- PROBLEM REQUIREMENTS: Lines before the one containing "Expected behaviour: the pointer places one marker on the watch" in the records below are to be left out; that line and all after it, through the end, are to be retyped exactly.

- STUDY MATERIAL:

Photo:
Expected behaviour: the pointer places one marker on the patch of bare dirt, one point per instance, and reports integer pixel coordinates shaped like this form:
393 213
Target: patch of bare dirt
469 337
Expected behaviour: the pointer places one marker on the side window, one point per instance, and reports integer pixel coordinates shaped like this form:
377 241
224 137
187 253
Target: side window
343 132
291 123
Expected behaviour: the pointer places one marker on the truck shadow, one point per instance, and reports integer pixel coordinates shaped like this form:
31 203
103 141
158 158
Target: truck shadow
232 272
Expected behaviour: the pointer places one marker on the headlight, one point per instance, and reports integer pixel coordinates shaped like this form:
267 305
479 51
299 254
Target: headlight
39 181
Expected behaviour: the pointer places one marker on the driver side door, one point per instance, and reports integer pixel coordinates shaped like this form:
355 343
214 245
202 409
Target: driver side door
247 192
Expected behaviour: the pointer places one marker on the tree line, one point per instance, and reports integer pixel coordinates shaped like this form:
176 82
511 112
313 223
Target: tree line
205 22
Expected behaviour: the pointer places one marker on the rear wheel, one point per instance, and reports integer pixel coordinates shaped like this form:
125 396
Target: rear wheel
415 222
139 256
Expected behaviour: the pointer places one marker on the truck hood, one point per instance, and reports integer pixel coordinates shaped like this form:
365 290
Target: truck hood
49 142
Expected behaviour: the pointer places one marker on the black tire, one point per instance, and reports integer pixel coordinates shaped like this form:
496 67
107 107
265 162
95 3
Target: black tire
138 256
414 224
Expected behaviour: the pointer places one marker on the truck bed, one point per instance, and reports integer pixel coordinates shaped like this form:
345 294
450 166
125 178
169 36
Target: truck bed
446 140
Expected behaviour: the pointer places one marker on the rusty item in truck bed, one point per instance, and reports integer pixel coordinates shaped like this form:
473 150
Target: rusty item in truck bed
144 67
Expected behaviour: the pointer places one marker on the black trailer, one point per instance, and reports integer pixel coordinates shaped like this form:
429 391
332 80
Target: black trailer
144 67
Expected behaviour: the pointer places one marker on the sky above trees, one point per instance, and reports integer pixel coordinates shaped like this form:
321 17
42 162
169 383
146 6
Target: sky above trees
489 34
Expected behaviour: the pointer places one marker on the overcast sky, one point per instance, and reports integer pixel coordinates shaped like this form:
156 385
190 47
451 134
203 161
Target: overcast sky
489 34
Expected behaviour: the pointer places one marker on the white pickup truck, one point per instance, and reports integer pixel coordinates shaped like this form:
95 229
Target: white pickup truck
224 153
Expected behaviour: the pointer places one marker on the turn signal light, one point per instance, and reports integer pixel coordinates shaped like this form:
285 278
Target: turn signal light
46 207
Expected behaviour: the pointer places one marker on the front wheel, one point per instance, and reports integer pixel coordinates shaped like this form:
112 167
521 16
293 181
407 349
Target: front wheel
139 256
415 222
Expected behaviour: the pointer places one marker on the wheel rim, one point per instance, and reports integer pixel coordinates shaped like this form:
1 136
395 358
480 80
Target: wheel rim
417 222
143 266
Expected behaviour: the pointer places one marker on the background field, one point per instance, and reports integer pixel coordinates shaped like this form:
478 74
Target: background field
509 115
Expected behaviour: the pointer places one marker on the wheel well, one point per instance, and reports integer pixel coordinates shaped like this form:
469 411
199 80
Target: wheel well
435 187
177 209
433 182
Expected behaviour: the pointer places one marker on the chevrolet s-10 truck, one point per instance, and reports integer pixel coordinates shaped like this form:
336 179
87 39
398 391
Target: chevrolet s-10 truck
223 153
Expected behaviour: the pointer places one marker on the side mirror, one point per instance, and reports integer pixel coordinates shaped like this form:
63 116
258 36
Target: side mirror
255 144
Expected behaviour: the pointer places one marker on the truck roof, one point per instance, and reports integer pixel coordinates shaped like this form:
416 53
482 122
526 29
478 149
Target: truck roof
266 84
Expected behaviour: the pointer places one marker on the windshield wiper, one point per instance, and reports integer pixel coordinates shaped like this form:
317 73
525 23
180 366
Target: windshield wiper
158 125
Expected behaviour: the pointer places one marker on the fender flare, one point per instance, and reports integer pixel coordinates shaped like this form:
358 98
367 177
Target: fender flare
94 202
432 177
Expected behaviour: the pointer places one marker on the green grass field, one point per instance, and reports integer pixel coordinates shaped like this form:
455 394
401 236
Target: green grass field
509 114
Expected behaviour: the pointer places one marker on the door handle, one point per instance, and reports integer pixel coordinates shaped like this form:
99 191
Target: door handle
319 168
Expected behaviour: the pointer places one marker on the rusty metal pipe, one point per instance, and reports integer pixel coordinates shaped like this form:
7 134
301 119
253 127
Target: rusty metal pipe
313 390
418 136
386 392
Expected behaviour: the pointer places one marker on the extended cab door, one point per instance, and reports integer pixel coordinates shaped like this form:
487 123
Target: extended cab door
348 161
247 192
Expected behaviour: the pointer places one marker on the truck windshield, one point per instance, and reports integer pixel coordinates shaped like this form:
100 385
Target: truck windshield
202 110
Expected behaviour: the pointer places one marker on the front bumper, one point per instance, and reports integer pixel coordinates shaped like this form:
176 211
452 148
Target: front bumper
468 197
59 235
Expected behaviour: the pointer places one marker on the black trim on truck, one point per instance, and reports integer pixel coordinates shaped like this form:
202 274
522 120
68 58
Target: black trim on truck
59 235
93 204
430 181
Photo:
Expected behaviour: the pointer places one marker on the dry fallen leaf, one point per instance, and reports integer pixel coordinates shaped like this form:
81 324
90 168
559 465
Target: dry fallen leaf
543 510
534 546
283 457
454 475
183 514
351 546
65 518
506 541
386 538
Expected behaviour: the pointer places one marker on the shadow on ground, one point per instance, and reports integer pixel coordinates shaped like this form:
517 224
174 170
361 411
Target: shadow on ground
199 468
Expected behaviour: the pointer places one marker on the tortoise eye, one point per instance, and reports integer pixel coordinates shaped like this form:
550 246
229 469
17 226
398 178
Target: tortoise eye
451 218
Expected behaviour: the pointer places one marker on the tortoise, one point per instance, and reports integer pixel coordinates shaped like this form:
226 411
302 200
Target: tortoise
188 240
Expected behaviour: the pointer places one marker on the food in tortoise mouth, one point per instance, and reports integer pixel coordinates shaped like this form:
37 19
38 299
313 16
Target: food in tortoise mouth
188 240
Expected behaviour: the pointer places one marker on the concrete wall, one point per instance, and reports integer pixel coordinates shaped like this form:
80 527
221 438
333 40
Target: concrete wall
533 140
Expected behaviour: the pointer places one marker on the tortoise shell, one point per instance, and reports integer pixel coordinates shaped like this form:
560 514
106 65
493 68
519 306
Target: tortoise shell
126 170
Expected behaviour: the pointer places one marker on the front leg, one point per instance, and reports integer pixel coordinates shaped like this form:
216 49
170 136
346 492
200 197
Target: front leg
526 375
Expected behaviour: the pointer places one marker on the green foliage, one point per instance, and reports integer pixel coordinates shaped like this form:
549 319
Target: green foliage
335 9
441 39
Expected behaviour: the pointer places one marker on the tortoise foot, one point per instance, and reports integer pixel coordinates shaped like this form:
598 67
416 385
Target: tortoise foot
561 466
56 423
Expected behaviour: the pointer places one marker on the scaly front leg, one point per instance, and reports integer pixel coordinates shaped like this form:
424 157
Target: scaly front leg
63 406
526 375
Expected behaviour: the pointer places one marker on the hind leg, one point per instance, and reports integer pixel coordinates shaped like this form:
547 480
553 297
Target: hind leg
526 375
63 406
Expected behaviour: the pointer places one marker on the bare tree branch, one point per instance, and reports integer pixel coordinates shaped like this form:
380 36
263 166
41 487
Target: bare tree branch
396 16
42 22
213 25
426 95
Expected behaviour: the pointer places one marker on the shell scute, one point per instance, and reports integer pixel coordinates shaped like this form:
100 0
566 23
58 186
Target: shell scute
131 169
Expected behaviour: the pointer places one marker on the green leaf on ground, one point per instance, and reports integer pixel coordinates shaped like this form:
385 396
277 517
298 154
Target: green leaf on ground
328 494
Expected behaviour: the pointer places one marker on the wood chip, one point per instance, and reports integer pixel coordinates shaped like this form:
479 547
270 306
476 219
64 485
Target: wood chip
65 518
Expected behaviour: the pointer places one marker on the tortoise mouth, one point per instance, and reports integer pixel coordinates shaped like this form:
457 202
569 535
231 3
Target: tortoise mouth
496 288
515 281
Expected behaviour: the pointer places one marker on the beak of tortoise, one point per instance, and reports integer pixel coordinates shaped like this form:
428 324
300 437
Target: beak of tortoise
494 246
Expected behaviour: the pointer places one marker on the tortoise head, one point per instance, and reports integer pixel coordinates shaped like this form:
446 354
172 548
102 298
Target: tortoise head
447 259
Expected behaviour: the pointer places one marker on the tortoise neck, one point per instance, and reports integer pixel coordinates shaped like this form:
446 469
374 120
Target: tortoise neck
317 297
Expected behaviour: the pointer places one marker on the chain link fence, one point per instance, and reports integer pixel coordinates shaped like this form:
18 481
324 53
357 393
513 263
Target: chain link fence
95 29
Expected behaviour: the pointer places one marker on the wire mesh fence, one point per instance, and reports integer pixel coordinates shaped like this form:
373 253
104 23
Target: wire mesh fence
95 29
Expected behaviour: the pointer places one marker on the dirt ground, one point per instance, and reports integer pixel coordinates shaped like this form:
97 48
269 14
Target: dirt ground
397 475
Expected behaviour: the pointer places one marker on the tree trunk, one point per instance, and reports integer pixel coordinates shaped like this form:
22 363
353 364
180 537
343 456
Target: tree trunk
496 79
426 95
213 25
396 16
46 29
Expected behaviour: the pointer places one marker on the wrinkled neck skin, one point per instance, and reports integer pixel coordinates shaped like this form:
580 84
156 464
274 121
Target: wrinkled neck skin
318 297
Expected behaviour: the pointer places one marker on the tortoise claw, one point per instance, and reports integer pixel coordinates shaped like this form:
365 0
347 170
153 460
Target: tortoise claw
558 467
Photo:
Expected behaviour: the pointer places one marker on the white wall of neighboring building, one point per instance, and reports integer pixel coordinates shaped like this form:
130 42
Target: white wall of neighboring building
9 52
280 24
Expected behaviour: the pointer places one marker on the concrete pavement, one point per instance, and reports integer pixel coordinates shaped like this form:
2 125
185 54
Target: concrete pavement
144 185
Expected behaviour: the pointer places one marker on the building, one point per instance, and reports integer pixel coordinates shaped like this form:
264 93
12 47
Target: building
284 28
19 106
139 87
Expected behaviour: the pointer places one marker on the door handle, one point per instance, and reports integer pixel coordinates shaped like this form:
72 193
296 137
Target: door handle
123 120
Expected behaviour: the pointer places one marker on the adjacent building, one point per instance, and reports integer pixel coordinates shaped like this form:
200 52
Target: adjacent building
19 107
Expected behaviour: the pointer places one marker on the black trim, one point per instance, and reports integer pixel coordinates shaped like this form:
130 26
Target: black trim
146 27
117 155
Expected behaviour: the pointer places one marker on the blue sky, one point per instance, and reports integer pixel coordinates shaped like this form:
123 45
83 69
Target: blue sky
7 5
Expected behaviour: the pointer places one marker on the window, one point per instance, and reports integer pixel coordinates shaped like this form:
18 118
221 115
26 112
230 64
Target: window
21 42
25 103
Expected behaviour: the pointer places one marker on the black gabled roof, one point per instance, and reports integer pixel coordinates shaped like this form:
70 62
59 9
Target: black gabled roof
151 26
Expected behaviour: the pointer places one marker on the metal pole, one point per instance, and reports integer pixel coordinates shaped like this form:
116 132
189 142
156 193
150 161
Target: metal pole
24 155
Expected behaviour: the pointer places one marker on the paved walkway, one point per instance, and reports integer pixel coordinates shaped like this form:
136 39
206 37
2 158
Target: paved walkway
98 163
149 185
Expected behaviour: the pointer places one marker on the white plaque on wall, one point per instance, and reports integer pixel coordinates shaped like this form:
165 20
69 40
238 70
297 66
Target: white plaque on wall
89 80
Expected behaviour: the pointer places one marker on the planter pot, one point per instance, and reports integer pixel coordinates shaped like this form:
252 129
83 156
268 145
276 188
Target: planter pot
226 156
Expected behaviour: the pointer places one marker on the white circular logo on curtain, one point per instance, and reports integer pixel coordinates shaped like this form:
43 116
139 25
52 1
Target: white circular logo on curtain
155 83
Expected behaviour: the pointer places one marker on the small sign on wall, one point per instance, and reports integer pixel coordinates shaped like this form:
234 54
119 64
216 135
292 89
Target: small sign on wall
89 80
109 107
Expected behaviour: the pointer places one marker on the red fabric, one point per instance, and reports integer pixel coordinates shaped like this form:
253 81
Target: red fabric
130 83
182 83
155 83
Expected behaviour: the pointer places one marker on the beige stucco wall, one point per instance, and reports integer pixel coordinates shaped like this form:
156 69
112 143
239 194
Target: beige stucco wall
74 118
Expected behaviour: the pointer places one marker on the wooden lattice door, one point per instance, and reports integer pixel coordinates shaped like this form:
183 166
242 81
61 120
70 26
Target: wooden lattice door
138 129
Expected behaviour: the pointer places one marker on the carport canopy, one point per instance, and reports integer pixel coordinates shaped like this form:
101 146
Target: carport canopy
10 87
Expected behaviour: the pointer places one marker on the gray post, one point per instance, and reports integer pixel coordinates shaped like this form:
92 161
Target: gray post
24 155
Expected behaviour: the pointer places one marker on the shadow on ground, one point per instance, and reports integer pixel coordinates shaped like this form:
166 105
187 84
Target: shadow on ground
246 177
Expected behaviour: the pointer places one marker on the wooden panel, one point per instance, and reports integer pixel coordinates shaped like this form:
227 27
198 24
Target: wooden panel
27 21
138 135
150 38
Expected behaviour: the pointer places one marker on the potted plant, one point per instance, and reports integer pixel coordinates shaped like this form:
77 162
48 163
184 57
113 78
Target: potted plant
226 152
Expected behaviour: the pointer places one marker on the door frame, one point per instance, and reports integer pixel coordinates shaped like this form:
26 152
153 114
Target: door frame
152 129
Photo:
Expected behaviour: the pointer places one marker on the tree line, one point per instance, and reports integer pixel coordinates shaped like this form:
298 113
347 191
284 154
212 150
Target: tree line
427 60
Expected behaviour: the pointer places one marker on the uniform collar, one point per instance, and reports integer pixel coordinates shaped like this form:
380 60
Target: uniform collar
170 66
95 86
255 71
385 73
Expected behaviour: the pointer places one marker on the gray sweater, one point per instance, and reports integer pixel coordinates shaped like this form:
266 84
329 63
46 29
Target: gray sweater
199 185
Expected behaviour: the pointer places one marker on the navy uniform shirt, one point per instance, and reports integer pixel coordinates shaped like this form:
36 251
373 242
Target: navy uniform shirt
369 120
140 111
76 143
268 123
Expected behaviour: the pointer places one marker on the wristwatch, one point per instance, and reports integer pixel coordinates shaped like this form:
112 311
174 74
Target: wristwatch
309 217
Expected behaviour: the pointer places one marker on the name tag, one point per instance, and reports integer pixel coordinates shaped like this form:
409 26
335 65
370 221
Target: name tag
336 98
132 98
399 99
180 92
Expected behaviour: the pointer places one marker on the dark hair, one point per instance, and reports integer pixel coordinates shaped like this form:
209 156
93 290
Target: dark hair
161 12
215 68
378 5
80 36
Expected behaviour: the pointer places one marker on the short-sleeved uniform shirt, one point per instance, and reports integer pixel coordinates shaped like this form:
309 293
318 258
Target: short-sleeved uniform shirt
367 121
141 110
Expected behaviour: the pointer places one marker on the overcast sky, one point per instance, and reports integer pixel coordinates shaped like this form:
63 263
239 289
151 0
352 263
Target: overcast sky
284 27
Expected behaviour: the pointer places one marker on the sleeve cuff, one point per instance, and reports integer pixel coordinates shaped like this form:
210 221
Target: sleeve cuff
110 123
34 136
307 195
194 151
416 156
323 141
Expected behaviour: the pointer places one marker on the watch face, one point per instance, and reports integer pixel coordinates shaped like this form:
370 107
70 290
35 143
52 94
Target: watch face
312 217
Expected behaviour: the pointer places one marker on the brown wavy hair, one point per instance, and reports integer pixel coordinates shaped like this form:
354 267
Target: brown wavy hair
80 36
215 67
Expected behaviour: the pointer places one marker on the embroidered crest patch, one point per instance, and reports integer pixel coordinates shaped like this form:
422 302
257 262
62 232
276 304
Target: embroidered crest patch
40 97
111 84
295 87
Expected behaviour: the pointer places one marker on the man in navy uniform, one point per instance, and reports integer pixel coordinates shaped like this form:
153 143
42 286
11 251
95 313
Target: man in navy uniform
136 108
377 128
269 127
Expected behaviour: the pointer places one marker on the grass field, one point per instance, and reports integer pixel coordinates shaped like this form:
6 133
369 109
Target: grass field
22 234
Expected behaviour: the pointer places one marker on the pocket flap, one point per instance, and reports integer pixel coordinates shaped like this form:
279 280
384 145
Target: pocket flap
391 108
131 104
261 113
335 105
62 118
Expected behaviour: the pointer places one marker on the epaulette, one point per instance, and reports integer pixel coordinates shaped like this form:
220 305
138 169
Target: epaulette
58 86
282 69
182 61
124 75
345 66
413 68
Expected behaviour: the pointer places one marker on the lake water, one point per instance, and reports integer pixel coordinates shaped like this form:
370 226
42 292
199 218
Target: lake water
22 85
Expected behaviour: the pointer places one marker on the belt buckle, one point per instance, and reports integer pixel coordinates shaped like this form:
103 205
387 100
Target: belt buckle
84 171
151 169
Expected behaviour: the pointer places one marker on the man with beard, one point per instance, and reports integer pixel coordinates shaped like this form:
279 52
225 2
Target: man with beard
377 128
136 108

- EXPECTED OUTPUT:
Expected behaviour: the pointer places one marker on the watch face, one point per instance, and reports integer pixel coordinates shaped like this form:
370 107
70 290
35 143
52 94
Target: watch face
312 217
Expected behaviour: the pointer places one marker on the brown wavy hair, one point per instance, and reports integer pixel coordinates shaped like this form:
354 267
Target: brown wavy hair
80 36
215 67
Expected behaviour: the pointer places one marker on the embroidered crest patch, one point per instance, and reports integer pixel coordinates shaped like this form:
422 302
257 262
62 232
276 304
Target: embroidered crest patch
40 97
111 84
295 87
Expected behaviour: the pointer places one marker on the man in navy uniform, one point per instance, and reports integer pixel coordinates shaped like this form:
153 143
42 286
11 251
95 313
Target: man in navy uniform
136 108
377 128
269 127
Expected behaviour: the pointer places one marker on the grass field, one point per instance, and reports integer pixel coordinates shaped like this form:
6 133
369 109
Target: grass field
22 234
Expected behaviour: the pointer places one marker on the pocket flap, one point per instance, and reports integer pixel coordinates shaped like this form:
279 280
384 145
Target: pocket flap
391 108
131 104
261 113
335 105
62 118
Expected behaviour: the pointer places one marker on the epaulette, one point per instance, and reports integer pixel coordinates shaped like this form:
220 305
138 169
Target: epaulette
58 86
282 69
182 61
124 75
345 66
413 68
Expected behaviour: the pointer places one marker on the lake water, one point per instance, and reports integer pixel coordinates shaped like this form:
370 226
42 292
199 218
Target: lake water
22 85
Expected behaviour: the pointer places one marker on the belt buckle, one point per instance, and reports integer pixel coordinates shaped like this form:
103 205
387 100
Target: belt buckle
84 171
151 169
Expected behaviour: the pointer places one marker on the man with beard, one point per instance, and reports integer pixel coordinates shaped like this form:
279 52
225 2
Target: man with beard
377 128
136 108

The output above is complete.